SOURCE EXTRACT
- - -

While I vaguely understand what the optimizer is doing, I can't conclude which query is better. Is there something glaringly obvious in the plans that should instruct me to prefer one query over the other, or do they seem rather equivalent performance-wise?

Note about limiting by t1.id: I have simplified the description of the tables and the relationships between them for the sake of simplicity. In this sense, it may seem that filtering by t1.id won't be performant for t3 because it apparently doesn't have an index containing t1.id. In reality, t2 is a weak entity, with primary key (t1.id, t2.id) and t3's foreign key towards t2 is exactly like that, including t1.id. That's why there is an index range scan on t3fk in the last two plans above.

Best Answer

The optimizer always tries to reduce the amount of data as quickly as possible. If not, your statistics might not be good.

Your plan 1 shows that less rows are processed this is good. The optimizer was able to reduce the amount of data more quickly. The numbers might not be exactly true but it gives you an idea based on the optimizer statistics.

- - -

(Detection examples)
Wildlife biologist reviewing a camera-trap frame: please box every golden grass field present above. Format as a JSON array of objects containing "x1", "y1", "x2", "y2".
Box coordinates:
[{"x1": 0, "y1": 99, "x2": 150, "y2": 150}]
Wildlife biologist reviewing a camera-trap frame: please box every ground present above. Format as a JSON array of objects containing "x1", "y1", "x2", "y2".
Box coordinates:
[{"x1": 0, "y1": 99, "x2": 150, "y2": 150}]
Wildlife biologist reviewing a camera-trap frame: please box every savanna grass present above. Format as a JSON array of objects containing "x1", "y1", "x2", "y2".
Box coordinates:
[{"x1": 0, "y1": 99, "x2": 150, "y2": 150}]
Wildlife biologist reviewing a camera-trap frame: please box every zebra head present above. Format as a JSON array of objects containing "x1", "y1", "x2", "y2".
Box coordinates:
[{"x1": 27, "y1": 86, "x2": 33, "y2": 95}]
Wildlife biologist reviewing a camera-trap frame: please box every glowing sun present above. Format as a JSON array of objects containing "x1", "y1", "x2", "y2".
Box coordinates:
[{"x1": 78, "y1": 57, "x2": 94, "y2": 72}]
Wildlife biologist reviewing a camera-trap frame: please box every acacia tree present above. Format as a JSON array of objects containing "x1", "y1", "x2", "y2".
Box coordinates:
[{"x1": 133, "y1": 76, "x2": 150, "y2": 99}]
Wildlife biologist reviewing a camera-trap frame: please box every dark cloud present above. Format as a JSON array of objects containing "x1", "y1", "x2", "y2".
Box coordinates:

- - -

TO BE DONE
**A)** Answer these from the query-plan text, one line each:
(i) What is the primary key of t2?
(ii) What kind of scan occurs on t3fk in the last two plans?
(iii) According to the best answer, what does plan 1 show about rows?
**B)** Express the part of the records that opens with the line containing "box every dark" and runs through the end of the records as a JSON list of strings, one string per line, omitting blank lines.
The text and the records have no connection to each other.

ANSWERS GIVEN
**A)**
(i) (t1.id, t2.id)
(ii) An index range scan
(iii) That fewer rows are processed

**B)**
[
  "Wildlife biologist reviewing a camera-trap frame: please box every dark cloud present above. Format as a JSON array of objects containing \"x1\", \"y1\", \"x2\", \"y2\".",
  "Box coordinates:"
]